▶ [GIVEN PROBLEM] Extract from the entries below each line that contains the word "cross", reproducing every such line in full.
** begin GIVEN DATA **
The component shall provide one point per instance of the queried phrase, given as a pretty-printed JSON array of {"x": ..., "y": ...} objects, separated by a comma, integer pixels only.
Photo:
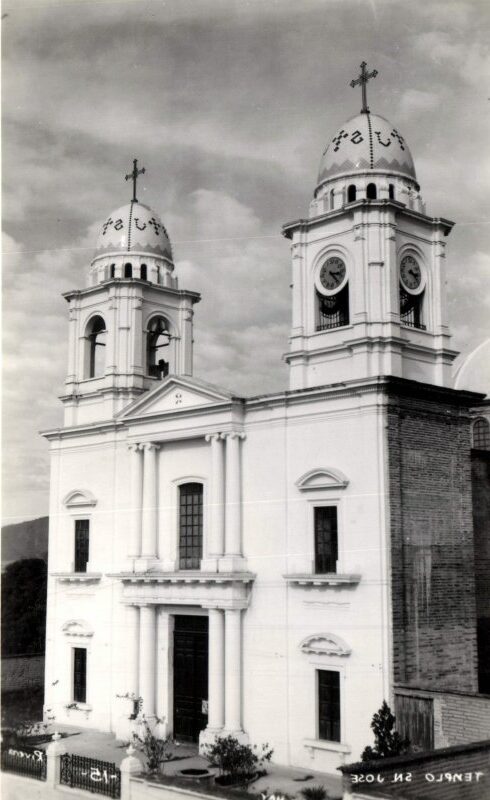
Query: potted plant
[
  {"x": 155, "y": 750},
  {"x": 237, "y": 763}
]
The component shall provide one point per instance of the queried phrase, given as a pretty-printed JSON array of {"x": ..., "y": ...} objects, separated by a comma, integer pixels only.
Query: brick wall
[
  {"x": 447, "y": 774},
  {"x": 22, "y": 672},
  {"x": 433, "y": 587},
  {"x": 480, "y": 479}
]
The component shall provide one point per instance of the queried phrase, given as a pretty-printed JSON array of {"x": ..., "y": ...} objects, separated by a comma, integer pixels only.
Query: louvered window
[
  {"x": 79, "y": 674},
  {"x": 329, "y": 705}
]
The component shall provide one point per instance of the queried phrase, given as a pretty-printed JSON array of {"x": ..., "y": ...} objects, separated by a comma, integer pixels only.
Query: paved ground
[{"x": 88, "y": 742}]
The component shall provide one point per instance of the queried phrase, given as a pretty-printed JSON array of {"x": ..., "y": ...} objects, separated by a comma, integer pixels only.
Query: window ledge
[
  {"x": 77, "y": 577},
  {"x": 328, "y": 579},
  {"x": 186, "y": 577},
  {"x": 324, "y": 744},
  {"x": 86, "y": 707}
]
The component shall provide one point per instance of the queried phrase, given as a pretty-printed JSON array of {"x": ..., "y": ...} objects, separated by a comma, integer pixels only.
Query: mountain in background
[{"x": 25, "y": 540}]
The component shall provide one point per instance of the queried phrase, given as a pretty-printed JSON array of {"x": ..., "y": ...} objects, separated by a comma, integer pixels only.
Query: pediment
[
  {"x": 78, "y": 628},
  {"x": 322, "y": 478},
  {"x": 79, "y": 498},
  {"x": 325, "y": 644},
  {"x": 177, "y": 394}
]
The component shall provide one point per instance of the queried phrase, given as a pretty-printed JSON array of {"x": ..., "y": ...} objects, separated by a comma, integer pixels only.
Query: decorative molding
[
  {"x": 327, "y": 579},
  {"x": 79, "y": 498},
  {"x": 322, "y": 478},
  {"x": 325, "y": 644},
  {"x": 78, "y": 628}
]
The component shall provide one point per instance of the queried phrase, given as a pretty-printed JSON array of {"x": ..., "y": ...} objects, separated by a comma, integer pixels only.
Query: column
[
  {"x": 132, "y": 639},
  {"x": 136, "y": 493},
  {"x": 150, "y": 495},
  {"x": 147, "y": 660},
  {"x": 162, "y": 667},
  {"x": 216, "y": 533},
  {"x": 233, "y": 559},
  {"x": 233, "y": 670},
  {"x": 216, "y": 688}
]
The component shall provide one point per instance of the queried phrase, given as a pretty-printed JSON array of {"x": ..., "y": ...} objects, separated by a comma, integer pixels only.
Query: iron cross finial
[
  {"x": 361, "y": 81},
  {"x": 134, "y": 176}
]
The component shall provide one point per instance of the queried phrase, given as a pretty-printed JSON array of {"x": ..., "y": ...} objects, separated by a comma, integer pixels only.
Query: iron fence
[
  {"x": 23, "y": 760},
  {"x": 99, "y": 777}
]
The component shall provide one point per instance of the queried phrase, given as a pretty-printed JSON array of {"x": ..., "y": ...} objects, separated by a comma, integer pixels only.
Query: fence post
[
  {"x": 129, "y": 766},
  {"x": 53, "y": 762}
]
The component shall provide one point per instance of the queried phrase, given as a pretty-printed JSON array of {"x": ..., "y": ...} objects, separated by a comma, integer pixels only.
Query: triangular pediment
[{"x": 177, "y": 394}]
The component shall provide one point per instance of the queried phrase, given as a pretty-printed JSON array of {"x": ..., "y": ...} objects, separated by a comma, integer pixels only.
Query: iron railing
[
  {"x": 29, "y": 761},
  {"x": 99, "y": 777}
]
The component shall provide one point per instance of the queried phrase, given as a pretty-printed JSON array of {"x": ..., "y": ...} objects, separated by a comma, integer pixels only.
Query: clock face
[
  {"x": 332, "y": 274},
  {"x": 410, "y": 273}
]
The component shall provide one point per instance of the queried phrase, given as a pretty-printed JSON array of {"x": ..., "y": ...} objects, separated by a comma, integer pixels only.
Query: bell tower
[
  {"x": 132, "y": 325},
  {"x": 368, "y": 265}
]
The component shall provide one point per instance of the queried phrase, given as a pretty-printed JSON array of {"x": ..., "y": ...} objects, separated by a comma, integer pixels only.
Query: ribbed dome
[
  {"x": 134, "y": 228},
  {"x": 366, "y": 142}
]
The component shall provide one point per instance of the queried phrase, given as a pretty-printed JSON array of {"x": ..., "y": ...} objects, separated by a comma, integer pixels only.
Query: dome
[
  {"x": 472, "y": 370},
  {"x": 366, "y": 142},
  {"x": 133, "y": 228}
]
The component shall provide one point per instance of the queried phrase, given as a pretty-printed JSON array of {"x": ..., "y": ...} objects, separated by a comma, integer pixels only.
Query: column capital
[
  {"x": 213, "y": 437},
  {"x": 149, "y": 446},
  {"x": 134, "y": 447}
]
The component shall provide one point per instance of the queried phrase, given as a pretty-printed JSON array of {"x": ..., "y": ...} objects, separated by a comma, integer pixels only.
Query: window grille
[
  {"x": 79, "y": 674},
  {"x": 326, "y": 546},
  {"x": 334, "y": 310},
  {"x": 329, "y": 705},
  {"x": 481, "y": 435},
  {"x": 82, "y": 536},
  {"x": 411, "y": 310},
  {"x": 190, "y": 526}
]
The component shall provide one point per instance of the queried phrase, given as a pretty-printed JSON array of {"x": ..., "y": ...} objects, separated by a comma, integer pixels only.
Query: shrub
[
  {"x": 155, "y": 750},
  {"x": 387, "y": 742},
  {"x": 314, "y": 793},
  {"x": 237, "y": 762}
]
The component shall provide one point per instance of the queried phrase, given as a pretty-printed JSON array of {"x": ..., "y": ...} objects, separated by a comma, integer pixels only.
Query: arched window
[
  {"x": 158, "y": 338},
  {"x": 190, "y": 525},
  {"x": 481, "y": 434},
  {"x": 96, "y": 338}
]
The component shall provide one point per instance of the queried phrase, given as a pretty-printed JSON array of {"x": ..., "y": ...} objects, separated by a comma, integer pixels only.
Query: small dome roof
[
  {"x": 133, "y": 228},
  {"x": 366, "y": 142}
]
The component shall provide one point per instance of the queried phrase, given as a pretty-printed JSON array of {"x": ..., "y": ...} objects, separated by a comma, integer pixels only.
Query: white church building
[{"x": 258, "y": 566}]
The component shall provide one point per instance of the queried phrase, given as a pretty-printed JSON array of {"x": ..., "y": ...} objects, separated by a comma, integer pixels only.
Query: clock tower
[{"x": 368, "y": 275}]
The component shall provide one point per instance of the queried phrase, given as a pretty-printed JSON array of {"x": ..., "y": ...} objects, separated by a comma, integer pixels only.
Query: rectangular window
[
  {"x": 82, "y": 529},
  {"x": 329, "y": 705},
  {"x": 79, "y": 675},
  {"x": 326, "y": 548},
  {"x": 190, "y": 526}
]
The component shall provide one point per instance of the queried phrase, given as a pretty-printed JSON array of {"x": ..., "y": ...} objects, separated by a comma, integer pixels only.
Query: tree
[
  {"x": 24, "y": 585},
  {"x": 387, "y": 742}
]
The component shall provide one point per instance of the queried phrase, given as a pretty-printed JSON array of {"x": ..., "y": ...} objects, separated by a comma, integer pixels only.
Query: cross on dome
[
  {"x": 361, "y": 81},
  {"x": 134, "y": 177}
]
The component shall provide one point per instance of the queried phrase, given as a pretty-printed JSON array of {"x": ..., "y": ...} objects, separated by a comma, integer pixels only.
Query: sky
[{"x": 229, "y": 106}]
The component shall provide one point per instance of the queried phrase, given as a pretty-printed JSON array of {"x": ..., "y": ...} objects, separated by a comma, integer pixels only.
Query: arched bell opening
[
  {"x": 160, "y": 348},
  {"x": 95, "y": 344}
]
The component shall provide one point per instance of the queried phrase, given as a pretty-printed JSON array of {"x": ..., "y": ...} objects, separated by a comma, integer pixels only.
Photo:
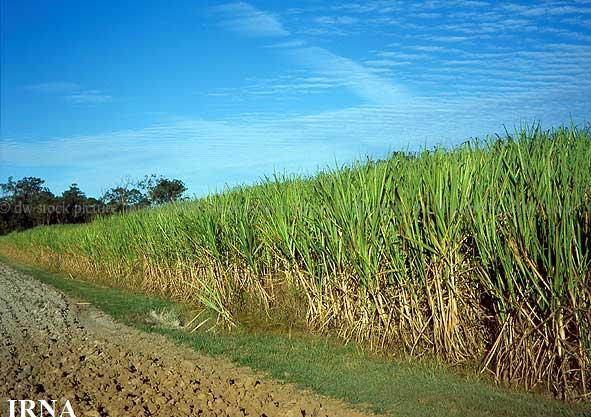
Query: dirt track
[{"x": 51, "y": 348}]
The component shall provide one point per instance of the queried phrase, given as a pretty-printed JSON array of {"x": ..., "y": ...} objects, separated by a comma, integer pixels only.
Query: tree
[
  {"x": 27, "y": 202},
  {"x": 166, "y": 191},
  {"x": 123, "y": 198},
  {"x": 73, "y": 202}
]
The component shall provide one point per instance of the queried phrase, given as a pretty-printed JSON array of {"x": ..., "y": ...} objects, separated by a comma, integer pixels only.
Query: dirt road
[{"x": 52, "y": 348}]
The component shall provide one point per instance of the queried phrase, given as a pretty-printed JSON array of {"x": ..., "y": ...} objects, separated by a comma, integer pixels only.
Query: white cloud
[
  {"x": 359, "y": 79},
  {"x": 69, "y": 91},
  {"x": 88, "y": 97},
  {"x": 55, "y": 87},
  {"x": 245, "y": 19}
]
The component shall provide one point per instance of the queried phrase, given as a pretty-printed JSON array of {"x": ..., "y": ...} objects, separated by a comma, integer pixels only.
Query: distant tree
[
  {"x": 74, "y": 202},
  {"x": 121, "y": 199},
  {"x": 27, "y": 201},
  {"x": 166, "y": 191}
]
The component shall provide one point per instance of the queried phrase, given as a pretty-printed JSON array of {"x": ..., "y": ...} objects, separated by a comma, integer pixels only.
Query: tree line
[{"x": 27, "y": 202}]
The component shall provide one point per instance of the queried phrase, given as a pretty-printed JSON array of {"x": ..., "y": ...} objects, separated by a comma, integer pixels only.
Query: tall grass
[{"x": 479, "y": 253}]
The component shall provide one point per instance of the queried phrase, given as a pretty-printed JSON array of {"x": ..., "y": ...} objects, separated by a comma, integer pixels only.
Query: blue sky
[{"x": 219, "y": 93}]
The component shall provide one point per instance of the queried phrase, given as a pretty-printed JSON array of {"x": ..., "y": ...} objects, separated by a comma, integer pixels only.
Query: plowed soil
[{"x": 54, "y": 348}]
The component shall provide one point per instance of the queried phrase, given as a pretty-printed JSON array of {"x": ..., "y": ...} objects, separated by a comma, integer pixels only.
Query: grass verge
[{"x": 390, "y": 387}]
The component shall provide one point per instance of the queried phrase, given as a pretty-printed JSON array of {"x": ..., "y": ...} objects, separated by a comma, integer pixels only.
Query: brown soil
[{"x": 53, "y": 348}]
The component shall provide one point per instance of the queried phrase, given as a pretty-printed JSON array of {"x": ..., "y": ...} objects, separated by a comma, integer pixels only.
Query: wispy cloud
[
  {"x": 55, "y": 87},
  {"x": 72, "y": 92},
  {"x": 345, "y": 72},
  {"x": 245, "y": 19},
  {"x": 89, "y": 97}
]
** end GIVEN DATA **
▶ [EXERCISE SOLUTION]
Query: iron cross finial
Query: cross on dome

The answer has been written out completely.